## Start Selection
# If adopting an elderly single male rat, should you adopt them a companion?



## Critter Aficionado (Jan 30, 2011)

I found out a humane society I have to go down to today to donate some items to (I also have to pick up some aquarium stuff since we have no local aquarium shop and I don't want to give my business to Petco) has a single male rat for adoption, about 1 year and 10 months old. I'm not sure if we'll be getting him or not but I figure it's worth it to go take a look. They also have several male babies at about 5 - 6 weeks old brought in without a mother (so I'm guessing a back yard breeder dumped them on them). I was wondering, given the old guy's age, and that he's intact and has lived as a single male, should I bother trying to adopt one of the babies as company for him? He might be very big, and the babies look quite tiny. My fiance says I should adopt him single and just keep him around the house with me most of the day (obviously putting him back for food, water, rest and bathroom breaks) because of his age, intact status and the fact that he came in by himself.

What do you seasoned rat people think?


----------



## smesyna (Nov 22, 2010)

Do you know his history at all? Did he have a cagemate?

I personally would not be comfortable with keeping him single. Ideally, I'd adopt him with two babies, so that they have company when he dies and so they can play with themselves since the adult will likely be less interested in their baby antics. Intros between adults and young rats (but ideally eight weeks or older, especially since you do not know this guys reaction to really young babies since you're not familiar with his temperament). The next best option is an older spayed female IMO.


----------



## wheeljack (Mar 17, 2011)

That's a tough one. At that age if he's been a lone rat by himself that whole time it can be near impossible to intro him to another rat at this point (we have an old boy in our rescue in that situation).
But you don't know if he ever has lived with another rat or not and it will depend heavily on his personality.

I also wouldn't adopt just one baby to go with him. That baby is going to have a much higher energy level and will need someone close to his own age to play with when the older boy is sleeping.
I personally would also not intro a 6 week old baby to most adults unless the babies are unusually large or the adult is small. 8 weeks is generally the minimum recommended age to make sure the babies are large enough to not be mistaken for prey by the adult and to be large enough to defend themselves if something goes wrong.

I suppose having one cage for him and one cage for 2 baby boys is out of the question? That would be the ideal situation, get them and keep them caged separately until the babies are older and then begin the intro process. If you luck out, they can all live together. If not, they would need to stay separated.

Is the humane society caging him and the babies in wire cages or aquariums? If they are in wire cages, you could ask them to put the cage a few inches apart and see how he does. If he doesn't show any signs of aggression or shows signs of friendly behavior, he may be able to live with them. If he's showing signs of aggression after a few days it's probably not a good sign.


----------



## wheeljack (Mar 17, 2011)

Stacy, you type too fast!!


----------



## Critter Aficionado (Jan 30, 2011)
## End Selection
## Start Material
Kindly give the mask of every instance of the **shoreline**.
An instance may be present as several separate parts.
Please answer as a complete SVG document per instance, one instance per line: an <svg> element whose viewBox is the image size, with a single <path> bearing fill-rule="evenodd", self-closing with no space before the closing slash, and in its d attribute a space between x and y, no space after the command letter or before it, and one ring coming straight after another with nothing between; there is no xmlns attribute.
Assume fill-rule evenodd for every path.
## End Material
**Required tasks:**
(1) In the rat adoption thread, what is generally the minimum recommended age for babies being introduced to an adult rat?
(2) In the rat adoption thread, rewrite the paragraph beginning "Is the humane society caging him" as a short bulleted list that keeps its main facts.

**Written responses:**
(1) 8 weeks.

(2)
- Find out whether the humane society keeps him and the babies in wire cages or aquariums.
- If they are in wire cages, ask to have the cages placed a few inches apart and see how he does.
- If he shows no aggression or shows friendly behavior, he may be able to live with them.
- If he still shows aggression after a few days, that is probably not a good sign.